— Assigned task —
The result must match the data exactly, line for line.
━━━━━━━━━━━━━━━━━━━━━━━━━━━━━━
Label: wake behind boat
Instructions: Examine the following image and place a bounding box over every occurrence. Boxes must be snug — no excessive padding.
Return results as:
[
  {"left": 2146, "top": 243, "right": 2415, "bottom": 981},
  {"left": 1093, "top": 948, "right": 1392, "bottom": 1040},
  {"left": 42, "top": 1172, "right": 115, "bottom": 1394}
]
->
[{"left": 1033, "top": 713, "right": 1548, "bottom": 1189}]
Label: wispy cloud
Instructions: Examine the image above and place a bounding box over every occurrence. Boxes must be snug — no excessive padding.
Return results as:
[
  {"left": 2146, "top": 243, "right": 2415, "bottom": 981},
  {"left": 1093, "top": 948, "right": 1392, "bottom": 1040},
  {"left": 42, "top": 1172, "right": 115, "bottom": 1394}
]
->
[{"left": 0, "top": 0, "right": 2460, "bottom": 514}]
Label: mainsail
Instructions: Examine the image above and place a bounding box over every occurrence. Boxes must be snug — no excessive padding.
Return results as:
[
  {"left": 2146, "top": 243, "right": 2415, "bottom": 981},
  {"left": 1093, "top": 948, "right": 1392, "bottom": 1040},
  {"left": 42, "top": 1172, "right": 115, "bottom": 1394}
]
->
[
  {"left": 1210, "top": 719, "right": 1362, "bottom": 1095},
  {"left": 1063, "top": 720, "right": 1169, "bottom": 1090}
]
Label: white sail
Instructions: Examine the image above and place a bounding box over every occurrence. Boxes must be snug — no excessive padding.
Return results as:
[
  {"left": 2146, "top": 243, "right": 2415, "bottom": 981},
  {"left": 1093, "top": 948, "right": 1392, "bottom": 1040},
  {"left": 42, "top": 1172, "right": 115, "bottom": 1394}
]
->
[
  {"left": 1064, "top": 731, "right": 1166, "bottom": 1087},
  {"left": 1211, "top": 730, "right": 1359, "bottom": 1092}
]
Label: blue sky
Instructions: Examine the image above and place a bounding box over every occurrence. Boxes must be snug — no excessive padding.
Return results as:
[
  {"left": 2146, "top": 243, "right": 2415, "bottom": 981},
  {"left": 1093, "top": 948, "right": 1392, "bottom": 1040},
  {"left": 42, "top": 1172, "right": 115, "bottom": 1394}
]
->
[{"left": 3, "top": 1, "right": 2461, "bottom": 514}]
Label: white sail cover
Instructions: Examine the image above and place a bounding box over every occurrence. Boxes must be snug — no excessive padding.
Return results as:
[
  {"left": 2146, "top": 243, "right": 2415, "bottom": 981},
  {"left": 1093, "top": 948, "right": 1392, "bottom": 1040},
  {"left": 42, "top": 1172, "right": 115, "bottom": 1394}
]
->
━━━━━━━━━━━━━━━━━━━━━━━━━━━━━━
— Exercise answer —
Label: wake behind boat
Instructions: Examine the following image and place a bounding box over every occurrence. Boxes must be snug — no excessive padding.
Return results as:
[
  {"left": 2146, "top": 243, "right": 2415, "bottom": 981},
  {"left": 1093, "top": 948, "right": 1392, "bottom": 1040},
  {"left": 42, "top": 1172, "right": 115, "bottom": 1394}
]
->
[{"left": 1033, "top": 713, "right": 1548, "bottom": 1189}]
Label: wispy cloud
Instructions: Examine the image above and place a bounding box over every occurrence. Boxes must be snug — no excessive padding.
Return results as:
[
  {"left": 2146, "top": 243, "right": 2415, "bottom": 981},
  {"left": 1093, "top": 948, "right": 1392, "bottom": 1040},
  {"left": 42, "top": 1172, "right": 115, "bottom": 1394}
]
->
[{"left": 0, "top": 0, "right": 2460, "bottom": 514}]
Label: mainsail
Instructions: Examine the image above and place a bounding box over every occurrence. Boxes must be snug — no excessive padding.
Return results as:
[
  {"left": 2146, "top": 243, "right": 2415, "bottom": 981},
  {"left": 1093, "top": 948, "right": 1392, "bottom": 1040},
  {"left": 42, "top": 1172, "right": 115, "bottom": 1394}
]
->
[
  {"left": 1210, "top": 719, "right": 1362, "bottom": 1095},
  {"left": 1063, "top": 720, "right": 1169, "bottom": 1090}
]
Label: white sail
Instructions: Examine the image above and place a bounding box over every occurrence. Boxes must be snug — no excessive padding.
Return results as:
[
  {"left": 2146, "top": 243, "right": 2415, "bottom": 981},
  {"left": 1093, "top": 948, "right": 1392, "bottom": 1040},
  {"left": 42, "top": 1172, "right": 115, "bottom": 1394}
]
->
[
  {"left": 1064, "top": 731, "right": 1166, "bottom": 1087},
  {"left": 1211, "top": 730, "right": 1359, "bottom": 1092}
]
Label: blue sky
Instructions: Examine the image above and place a bounding box over every occurrence. Boxes must be snug — no excessive padding.
Return results as:
[
  {"left": 2146, "top": 243, "right": 2415, "bottom": 981},
  {"left": 1093, "top": 948, "right": 1392, "bottom": 1040},
  {"left": 42, "top": 1172, "right": 115, "bottom": 1394}
]
->
[{"left": 3, "top": 1, "right": 2461, "bottom": 514}]
Label: white sail cover
Instructions: Examine the image above and place a bounding box over every occurrence. Boxes must be snug — no excessive padding.
Return results as:
[
  {"left": 2146, "top": 243, "right": 2415, "bottom": 981},
  {"left": 1093, "top": 948, "right": 1392, "bottom": 1040},
  {"left": 42, "top": 1172, "right": 115, "bottom": 1394}
]
->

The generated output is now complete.